_Aim of the task_.
Count the lines in the data below that contain the word "distant", matching case exactly, and reply with the number only.

_Data entries_.
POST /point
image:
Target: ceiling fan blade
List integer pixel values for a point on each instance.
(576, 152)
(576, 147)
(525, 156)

* * *

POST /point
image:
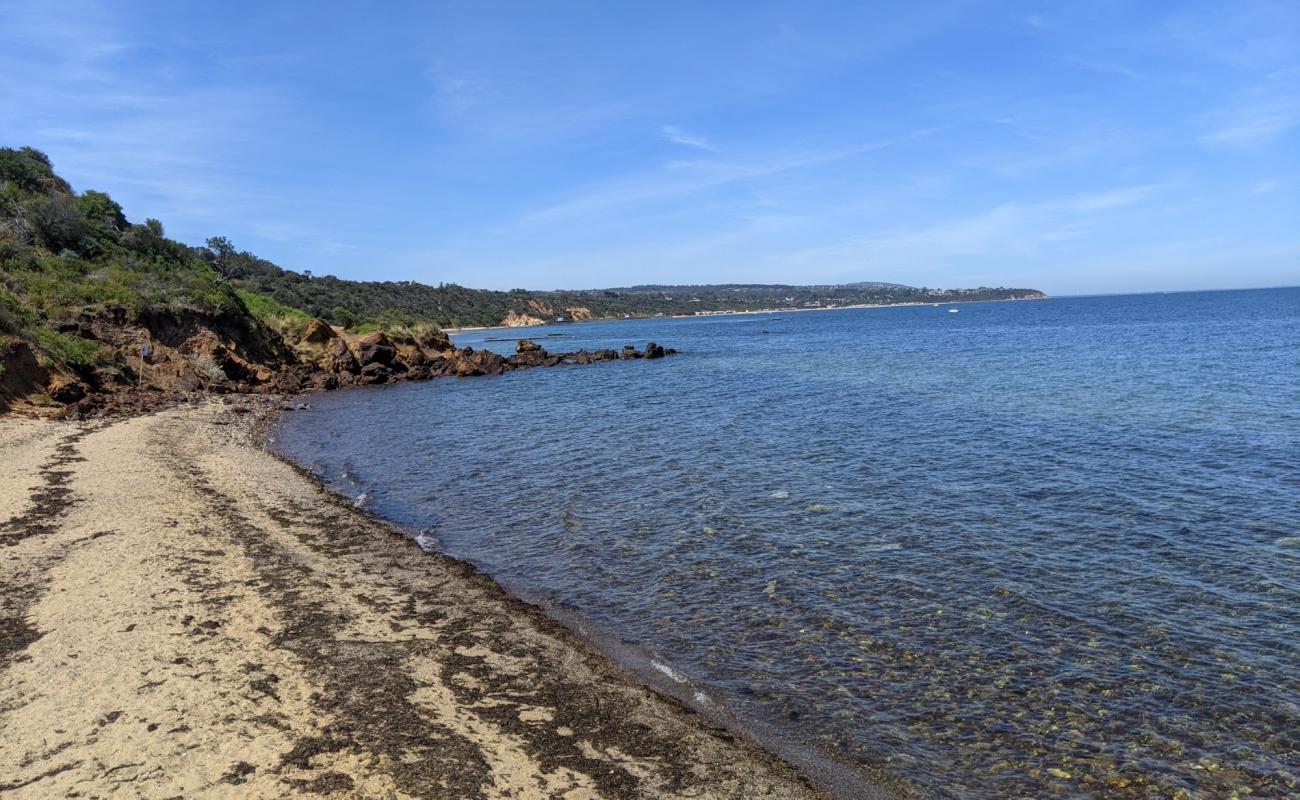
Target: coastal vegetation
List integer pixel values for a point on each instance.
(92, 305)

--

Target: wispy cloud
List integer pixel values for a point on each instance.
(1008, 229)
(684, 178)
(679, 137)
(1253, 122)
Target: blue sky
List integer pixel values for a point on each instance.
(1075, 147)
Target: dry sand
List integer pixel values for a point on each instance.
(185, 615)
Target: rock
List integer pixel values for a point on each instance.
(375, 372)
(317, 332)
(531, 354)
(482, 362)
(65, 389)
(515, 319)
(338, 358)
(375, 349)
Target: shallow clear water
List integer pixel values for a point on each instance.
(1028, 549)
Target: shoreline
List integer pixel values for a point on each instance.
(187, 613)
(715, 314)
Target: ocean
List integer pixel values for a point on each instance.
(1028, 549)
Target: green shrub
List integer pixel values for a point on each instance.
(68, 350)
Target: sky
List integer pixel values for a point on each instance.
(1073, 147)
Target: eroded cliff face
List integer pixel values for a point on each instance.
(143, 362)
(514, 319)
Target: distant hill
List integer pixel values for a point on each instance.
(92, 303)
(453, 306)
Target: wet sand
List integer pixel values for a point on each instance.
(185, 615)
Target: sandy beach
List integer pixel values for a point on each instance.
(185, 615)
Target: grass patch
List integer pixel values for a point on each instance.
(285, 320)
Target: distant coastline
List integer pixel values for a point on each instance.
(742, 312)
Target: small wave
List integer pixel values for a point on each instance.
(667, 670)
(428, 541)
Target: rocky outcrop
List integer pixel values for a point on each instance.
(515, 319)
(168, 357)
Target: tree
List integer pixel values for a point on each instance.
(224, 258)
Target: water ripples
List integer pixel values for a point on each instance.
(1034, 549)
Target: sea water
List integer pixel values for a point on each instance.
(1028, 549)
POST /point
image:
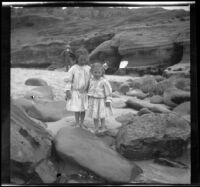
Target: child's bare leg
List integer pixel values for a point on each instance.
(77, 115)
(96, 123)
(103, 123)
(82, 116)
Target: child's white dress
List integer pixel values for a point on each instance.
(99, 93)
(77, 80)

_Answer to the exercise_.
2